What you should do - Locate each line in the listing below that contains the string "slash", and copy every such line in full.

-- START --

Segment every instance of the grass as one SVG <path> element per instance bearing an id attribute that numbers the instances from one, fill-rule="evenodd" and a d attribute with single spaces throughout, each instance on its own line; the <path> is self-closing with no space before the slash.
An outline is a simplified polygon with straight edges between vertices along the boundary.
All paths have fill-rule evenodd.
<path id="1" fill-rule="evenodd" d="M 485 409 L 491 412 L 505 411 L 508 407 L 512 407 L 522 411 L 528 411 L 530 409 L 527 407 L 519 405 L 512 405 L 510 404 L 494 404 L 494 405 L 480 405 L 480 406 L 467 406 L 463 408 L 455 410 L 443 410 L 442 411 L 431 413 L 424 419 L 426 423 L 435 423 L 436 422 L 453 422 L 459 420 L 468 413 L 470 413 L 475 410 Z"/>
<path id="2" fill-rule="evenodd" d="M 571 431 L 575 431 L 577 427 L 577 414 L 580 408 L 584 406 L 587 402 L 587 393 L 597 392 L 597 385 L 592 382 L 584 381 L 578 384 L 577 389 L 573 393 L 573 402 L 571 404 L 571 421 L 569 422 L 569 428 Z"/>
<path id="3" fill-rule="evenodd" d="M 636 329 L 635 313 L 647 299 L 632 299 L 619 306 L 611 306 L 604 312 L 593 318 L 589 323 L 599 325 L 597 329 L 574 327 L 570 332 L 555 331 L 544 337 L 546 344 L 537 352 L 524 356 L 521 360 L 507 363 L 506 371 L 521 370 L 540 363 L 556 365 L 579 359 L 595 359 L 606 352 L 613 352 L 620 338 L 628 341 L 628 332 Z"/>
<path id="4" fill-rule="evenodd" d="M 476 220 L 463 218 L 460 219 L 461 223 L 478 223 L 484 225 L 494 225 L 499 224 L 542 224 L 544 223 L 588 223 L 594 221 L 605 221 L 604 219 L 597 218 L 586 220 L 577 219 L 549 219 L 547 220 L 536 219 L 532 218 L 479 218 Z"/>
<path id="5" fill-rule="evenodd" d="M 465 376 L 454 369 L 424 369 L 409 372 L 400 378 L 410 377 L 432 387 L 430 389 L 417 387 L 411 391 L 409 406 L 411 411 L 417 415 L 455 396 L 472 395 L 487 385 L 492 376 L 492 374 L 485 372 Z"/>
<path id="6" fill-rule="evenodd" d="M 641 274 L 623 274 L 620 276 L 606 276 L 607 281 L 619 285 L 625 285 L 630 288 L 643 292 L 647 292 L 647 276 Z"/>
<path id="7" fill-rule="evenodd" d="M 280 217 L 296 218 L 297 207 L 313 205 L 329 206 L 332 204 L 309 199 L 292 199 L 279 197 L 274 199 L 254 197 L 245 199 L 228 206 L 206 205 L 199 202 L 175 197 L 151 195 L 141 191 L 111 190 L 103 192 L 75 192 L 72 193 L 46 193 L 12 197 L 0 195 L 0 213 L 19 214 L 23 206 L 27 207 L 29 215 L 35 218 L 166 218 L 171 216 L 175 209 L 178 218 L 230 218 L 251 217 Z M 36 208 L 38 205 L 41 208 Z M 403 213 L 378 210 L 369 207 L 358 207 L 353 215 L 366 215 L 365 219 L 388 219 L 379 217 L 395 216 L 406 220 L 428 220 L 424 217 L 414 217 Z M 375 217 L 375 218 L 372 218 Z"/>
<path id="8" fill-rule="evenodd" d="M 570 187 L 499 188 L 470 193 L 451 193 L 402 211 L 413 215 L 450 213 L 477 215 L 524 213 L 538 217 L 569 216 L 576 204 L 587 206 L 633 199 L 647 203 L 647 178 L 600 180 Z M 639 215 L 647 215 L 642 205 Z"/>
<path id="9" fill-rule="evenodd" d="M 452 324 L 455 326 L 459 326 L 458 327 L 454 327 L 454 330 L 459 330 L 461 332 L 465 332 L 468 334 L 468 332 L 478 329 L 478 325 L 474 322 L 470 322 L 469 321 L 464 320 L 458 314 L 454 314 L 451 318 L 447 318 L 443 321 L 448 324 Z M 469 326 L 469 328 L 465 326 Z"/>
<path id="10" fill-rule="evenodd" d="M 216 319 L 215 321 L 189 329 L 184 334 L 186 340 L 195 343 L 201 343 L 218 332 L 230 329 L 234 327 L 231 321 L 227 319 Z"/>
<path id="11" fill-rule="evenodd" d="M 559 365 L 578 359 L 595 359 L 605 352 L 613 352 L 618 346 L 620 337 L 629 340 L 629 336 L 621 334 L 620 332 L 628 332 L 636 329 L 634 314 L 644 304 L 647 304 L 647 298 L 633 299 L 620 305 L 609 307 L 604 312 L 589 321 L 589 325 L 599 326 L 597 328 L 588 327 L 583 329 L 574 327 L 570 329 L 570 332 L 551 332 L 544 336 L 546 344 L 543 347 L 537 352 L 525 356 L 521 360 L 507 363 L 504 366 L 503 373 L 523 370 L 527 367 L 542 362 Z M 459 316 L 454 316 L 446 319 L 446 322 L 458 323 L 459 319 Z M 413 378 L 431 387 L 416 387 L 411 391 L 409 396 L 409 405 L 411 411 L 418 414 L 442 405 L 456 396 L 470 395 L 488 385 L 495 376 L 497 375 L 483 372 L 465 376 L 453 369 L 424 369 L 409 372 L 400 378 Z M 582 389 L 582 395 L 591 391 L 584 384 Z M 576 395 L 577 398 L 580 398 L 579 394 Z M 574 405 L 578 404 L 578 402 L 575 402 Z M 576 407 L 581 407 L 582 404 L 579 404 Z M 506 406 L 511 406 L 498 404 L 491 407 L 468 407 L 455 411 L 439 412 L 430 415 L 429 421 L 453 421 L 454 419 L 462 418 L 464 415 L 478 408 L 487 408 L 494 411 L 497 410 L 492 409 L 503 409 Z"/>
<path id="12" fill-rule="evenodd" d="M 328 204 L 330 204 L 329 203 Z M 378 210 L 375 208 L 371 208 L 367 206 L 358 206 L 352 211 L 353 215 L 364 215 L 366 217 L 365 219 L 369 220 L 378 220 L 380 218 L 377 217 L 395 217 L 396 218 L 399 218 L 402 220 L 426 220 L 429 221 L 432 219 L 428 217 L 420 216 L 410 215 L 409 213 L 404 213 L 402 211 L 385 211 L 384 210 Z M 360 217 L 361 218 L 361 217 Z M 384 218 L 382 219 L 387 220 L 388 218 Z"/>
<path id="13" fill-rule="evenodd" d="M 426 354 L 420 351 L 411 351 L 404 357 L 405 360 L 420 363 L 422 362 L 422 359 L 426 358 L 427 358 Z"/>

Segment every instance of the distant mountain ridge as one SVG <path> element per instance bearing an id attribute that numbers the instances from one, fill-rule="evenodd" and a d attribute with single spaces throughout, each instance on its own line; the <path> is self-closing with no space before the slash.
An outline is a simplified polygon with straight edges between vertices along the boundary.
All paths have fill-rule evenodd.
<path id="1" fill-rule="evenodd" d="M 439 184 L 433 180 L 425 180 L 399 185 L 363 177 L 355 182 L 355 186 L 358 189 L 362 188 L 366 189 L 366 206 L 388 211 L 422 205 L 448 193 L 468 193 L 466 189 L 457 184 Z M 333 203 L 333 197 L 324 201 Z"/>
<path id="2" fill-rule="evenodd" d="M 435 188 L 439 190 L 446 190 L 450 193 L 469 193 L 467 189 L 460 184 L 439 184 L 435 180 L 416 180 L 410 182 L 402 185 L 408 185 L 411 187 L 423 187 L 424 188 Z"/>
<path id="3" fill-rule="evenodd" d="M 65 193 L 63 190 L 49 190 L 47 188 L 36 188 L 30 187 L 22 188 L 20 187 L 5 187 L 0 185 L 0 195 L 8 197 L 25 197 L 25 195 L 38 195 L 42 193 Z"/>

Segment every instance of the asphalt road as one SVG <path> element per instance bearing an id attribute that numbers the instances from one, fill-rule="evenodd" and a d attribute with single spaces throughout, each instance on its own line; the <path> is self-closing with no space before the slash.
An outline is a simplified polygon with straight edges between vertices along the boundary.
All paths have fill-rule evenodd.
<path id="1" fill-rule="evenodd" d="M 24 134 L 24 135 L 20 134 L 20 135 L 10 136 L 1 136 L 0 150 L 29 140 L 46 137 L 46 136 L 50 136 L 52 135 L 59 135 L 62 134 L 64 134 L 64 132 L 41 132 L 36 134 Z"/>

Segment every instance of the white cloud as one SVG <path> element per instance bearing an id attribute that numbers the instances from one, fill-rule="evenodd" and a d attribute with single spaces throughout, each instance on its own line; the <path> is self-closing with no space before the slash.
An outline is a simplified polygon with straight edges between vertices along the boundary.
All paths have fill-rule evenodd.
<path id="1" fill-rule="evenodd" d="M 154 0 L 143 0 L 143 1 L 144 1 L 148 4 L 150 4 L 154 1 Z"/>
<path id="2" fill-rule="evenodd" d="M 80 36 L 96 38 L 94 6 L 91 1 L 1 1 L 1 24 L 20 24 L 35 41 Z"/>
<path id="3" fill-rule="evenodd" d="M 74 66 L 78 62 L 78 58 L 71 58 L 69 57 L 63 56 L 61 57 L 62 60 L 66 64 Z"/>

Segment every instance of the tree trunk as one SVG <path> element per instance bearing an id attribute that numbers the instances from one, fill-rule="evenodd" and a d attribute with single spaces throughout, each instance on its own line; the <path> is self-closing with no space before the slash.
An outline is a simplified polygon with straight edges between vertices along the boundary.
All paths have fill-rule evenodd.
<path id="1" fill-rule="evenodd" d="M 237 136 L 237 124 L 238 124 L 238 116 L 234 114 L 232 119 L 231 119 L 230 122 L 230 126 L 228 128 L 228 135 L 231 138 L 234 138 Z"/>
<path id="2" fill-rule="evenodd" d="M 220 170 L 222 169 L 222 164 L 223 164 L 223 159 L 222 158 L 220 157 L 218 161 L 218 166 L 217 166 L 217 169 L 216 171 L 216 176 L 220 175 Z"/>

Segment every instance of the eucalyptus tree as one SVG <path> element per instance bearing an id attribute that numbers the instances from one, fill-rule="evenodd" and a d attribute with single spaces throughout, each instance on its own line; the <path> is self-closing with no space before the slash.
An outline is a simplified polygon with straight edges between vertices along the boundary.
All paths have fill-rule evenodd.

-- END --

The response -
Segment every instance of the grass as one SVG <path> element per instance bearing an id attribute that numbers the instances from one, fill-rule="evenodd" and a d attribute with single spaces throughout, each instance on its own line; the <path> is self-closing with no space before the slash.
Segment every instance of the distant mountain ridge as one SVG <path> element per instance bearing an id attribute that numbers the instances from one, fill-rule="evenodd" and a d attribute with single spaces throughout, each instance on its own line; the <path> is self-closing with no space before the slash.
Segment every instance of the asphalt road as one SVG <path> element per instance bearing an id attribute that numbers the instances from one, fill-rule="evenodd" and a d attribute with single spaces throughout, each instance on its own line; the <path> is self-closing with no space before the slash.
Segment every instance of the white cloud as one SVG <path> element per instance bearing an id attribute that numbers the instances from one, fill-rule="evenodd" and a d attribute with single spaces throughout, each instance on its own line; the <path> is self-closing with no space before the slash.
Segment every instance of the tree trunk as one SVG <path> element per instance bearing an id attribute that numbers the instances from one, fill-rule="evenodd" and a d attribute with single spaces throughout, each instance on its own line; the <path> is self-closing with no space before the slash.
Segment every instance of the eucalyptus tree as one SVG <path> element per instance bearing an id attribute that numbers the instances from one, fill-rule="evenodd" and a d attribute with single spaces throughout, each instance on its own line; the <path> is self-closing with no space before the slash.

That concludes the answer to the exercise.